Text:
◆ ◆ ◆ ◆ ◆ ◆ ◆

# Purigen placement in sump?



## Crazyfish88

Where would be the best place to place purigen in a sump? My sump design is 3 chambers. 1st chamber where water drains into filtersocks, middle chamber is full of bio balls from bottom to top, 3rd chamber is the return. 1st chamber and 3rd chamber would have room for the bags of purigen.


----------



## tony1928

Probably somewhere which has good flow but also after the mechanical filtration. Sounds like first would be fine but third probably okay too.


----------



## Crazyfish88

tony1928 said:


> Probably somewhere which has good flow but also after the mechanical filtration. Sounds like first would be fine but third probably okay too.


My 1st chamber still gets gunk in it even with the filter socks. I have foam media in between the 1st and 2nd bubble trap/baffles. My 3rd/return chamber has high flow going through it. Would purigen still work ok with high flowrates?


----------



## 2wheelsx2

High flow is fine as long as the flow is going through it and not around it. This is the main reason some people have started using Purigen in media reactors. The bagged Purigen is effective in canisters filters because the bypass path is quiet small, depending on the size of the canister. So how effective it is will depend on how much bypass is available to the water flow.


----------



## discuspaul

2wheelsx2 said:


> High flow is fine as long as the flow is going through it and not around it. This is the main reason some people have started using Purigen in media reactors. The bagged Purigen is effective in canisters filters because the bypass path is quiet small, depending on the size of the canister. So how effective it is will depend on how much bypass is available to the water flow.


Yes. Ideally, your Purigen container bag should be large enough to cover the entire area of the chamber, or as much of it as is possible. Third chamber would seem to the best one to trap all the fine particulate that makes it through the rest of the sump.


----------



## Crazyfish88

2wheelsx2 said:


> High flow is fine as long as the flow is going through it and not around it. This is the main reason some people have started using Purigen in media reactors. The bagged Purigen is effective in canisters filters because the bypass path is quiet small, depending on the size of the canister. So how effective it is will depend on how much bypass is available to the water flow.





emile said:


> Yes. Ideally, your Purigen container bag should be large enough to cover the entire area of the chamber, or as much of it as is possible. Third chamber would seem to the best one to trap all the fine particulate that makes it through the rest of the sump.


Thanks for the info guys. Very helpful. My media bag doesn't cover the whole 3rd chamber. I'm using the Seachem bag filled with purigen and I placed it in between the last air bubble trap/baffle for more even flow through it. I don't know if this is the right way but giving it a try.


----------



## tony1928

My Purigen is in an FX5 so the flowrates are probably pretty darn high. As the others have said, it will work as long as you give the water the chance to contact the purigen and not go around it. That would be the ideal scenario. If you have some bypass, it will probably still work just fine, just not ideal. If you can place the bag in some way that would force the water to go through it, that would be great.

◆ ◆ ◆ ◆ ◆ ◆ ◆

Exercise instructions:
Answer these questions from the thread, one a line:
1. How many chambers does Crazyfish88's sump have?
2. According to 2wheelsx2, why is bagged Purigen effective in canister filters?
3. What filter holds tony1928's Purigen?
The records have no role in this work.

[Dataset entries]
◆ ◆ ◆ ◆ ◆ ◆ ◆

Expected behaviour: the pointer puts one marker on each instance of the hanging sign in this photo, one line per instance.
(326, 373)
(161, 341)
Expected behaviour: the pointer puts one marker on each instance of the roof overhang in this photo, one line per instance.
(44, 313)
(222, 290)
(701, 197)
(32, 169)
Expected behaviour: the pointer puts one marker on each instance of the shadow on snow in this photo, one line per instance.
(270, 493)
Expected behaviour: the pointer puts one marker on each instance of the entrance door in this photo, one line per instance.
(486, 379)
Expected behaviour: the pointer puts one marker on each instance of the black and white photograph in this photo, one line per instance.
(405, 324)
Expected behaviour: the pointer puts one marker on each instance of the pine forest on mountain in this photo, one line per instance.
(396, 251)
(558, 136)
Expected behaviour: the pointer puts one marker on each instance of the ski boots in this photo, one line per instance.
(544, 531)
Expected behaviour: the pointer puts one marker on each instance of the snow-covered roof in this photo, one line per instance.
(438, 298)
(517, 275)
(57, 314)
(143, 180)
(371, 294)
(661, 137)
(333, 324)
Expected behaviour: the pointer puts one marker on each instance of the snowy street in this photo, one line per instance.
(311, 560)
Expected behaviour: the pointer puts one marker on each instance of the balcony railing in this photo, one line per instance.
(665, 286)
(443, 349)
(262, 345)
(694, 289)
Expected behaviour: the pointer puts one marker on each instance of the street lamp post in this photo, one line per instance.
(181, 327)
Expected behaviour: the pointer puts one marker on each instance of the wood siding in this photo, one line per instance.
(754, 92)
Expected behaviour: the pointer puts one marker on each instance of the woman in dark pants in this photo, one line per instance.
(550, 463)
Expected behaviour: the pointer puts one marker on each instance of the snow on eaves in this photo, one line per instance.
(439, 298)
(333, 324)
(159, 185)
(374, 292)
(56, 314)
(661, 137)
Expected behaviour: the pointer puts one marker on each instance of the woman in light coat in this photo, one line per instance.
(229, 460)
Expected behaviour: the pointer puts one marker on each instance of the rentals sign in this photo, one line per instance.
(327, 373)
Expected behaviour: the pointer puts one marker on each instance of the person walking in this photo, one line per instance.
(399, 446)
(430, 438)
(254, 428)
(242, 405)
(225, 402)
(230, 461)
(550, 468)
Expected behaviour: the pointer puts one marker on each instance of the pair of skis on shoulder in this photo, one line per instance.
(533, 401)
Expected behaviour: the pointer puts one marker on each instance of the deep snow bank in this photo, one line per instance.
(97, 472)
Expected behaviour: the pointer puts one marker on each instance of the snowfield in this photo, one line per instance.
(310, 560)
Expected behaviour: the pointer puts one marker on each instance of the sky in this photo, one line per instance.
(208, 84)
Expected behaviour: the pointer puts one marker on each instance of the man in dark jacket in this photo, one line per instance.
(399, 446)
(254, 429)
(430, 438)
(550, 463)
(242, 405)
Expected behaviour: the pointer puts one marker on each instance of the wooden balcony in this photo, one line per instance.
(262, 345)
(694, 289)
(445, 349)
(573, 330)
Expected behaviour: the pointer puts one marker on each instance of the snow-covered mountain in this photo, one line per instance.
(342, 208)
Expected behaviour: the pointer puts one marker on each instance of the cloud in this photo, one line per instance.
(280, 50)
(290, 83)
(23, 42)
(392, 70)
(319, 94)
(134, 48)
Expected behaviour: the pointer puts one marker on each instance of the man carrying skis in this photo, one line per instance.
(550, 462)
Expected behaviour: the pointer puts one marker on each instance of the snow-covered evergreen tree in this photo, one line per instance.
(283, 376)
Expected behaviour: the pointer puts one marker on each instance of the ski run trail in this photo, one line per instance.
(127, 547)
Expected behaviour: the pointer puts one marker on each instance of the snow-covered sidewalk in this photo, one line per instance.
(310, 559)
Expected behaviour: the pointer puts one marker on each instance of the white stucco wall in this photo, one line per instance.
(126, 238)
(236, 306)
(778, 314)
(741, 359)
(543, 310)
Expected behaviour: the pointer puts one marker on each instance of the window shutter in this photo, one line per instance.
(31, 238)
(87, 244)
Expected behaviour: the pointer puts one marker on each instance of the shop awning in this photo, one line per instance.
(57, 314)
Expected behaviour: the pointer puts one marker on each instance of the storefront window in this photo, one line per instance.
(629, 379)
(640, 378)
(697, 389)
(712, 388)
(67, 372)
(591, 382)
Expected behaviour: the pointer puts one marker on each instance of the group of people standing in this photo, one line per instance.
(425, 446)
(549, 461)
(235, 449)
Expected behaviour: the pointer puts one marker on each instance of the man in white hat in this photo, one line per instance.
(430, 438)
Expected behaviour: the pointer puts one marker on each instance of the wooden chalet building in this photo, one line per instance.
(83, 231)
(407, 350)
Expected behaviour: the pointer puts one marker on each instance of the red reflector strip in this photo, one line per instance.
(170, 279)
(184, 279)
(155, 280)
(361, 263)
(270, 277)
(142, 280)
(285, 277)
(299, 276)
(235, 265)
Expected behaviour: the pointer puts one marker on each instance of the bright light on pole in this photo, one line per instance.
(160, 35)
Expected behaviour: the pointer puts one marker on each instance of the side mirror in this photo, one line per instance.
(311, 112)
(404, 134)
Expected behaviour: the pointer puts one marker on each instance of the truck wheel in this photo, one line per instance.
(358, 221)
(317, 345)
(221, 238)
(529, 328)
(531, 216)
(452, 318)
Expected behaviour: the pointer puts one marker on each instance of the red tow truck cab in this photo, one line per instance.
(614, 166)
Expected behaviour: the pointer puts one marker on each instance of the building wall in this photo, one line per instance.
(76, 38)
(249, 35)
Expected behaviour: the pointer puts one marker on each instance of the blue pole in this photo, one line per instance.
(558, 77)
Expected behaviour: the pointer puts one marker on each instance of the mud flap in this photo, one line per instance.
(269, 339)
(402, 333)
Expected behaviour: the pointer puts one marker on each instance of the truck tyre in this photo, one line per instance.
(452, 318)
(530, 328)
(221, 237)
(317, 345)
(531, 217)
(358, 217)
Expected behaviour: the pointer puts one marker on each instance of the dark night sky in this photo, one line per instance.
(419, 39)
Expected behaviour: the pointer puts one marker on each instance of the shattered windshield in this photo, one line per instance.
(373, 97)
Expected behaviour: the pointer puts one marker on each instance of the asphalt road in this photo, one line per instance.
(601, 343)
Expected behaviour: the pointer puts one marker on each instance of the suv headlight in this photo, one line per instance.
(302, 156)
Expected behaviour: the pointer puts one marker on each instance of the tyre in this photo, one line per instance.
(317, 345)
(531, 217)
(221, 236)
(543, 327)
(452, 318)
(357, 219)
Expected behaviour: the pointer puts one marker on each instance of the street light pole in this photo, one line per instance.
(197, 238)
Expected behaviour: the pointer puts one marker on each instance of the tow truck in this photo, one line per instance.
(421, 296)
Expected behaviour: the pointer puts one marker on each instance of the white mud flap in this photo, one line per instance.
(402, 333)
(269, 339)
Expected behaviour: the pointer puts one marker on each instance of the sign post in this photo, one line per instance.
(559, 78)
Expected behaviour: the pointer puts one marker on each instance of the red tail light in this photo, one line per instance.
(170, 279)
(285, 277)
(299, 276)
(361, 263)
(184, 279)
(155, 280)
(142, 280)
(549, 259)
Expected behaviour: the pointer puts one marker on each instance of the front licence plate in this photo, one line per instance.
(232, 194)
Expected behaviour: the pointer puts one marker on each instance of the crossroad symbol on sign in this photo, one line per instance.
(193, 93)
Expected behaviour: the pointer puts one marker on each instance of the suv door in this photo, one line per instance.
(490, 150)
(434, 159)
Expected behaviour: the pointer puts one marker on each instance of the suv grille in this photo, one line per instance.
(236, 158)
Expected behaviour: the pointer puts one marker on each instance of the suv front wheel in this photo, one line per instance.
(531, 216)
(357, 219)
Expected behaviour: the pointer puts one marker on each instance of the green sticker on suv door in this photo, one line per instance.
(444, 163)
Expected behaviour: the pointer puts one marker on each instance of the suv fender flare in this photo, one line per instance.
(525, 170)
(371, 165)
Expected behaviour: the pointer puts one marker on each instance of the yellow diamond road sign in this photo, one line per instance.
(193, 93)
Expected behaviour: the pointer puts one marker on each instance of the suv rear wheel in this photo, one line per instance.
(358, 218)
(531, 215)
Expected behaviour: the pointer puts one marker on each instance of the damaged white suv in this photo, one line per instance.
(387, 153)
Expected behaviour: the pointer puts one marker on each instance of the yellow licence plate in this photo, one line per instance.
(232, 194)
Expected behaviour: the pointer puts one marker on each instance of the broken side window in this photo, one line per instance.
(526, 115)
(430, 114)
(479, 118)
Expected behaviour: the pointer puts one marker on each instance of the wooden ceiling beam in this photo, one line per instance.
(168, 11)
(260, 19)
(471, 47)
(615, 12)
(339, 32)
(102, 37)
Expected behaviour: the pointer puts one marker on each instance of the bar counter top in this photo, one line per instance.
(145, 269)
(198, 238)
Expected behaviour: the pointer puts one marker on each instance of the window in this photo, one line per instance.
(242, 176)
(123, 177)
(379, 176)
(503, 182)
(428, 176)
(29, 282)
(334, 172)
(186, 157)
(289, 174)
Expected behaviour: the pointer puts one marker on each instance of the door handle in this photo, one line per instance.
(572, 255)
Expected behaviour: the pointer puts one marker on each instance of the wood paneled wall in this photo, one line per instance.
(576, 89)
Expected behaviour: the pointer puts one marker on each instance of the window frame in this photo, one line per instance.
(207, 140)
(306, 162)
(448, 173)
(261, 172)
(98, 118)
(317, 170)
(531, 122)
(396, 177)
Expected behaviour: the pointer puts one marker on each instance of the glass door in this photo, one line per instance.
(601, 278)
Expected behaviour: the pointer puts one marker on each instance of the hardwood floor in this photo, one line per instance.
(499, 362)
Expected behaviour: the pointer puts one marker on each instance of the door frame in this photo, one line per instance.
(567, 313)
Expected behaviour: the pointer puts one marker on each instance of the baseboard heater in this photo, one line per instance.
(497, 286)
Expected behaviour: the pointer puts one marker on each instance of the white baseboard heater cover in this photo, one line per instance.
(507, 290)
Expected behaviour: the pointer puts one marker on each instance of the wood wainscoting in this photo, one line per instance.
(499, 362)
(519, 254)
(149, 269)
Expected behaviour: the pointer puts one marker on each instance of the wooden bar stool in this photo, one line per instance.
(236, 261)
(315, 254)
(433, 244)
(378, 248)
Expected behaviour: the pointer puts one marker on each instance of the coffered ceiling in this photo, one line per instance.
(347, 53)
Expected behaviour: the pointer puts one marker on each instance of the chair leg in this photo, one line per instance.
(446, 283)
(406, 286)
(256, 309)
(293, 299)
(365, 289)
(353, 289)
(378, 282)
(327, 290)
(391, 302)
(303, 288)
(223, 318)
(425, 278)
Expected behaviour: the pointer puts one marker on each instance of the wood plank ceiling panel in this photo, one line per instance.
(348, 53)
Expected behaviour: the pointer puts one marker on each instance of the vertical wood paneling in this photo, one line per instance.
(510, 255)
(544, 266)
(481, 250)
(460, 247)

◆ ◆ ◆ ◆ ◆ ◆ ◆

Solution:
1. Three.
2. Because the bypass path is small, depending on the size of the canister.
3. An FX5.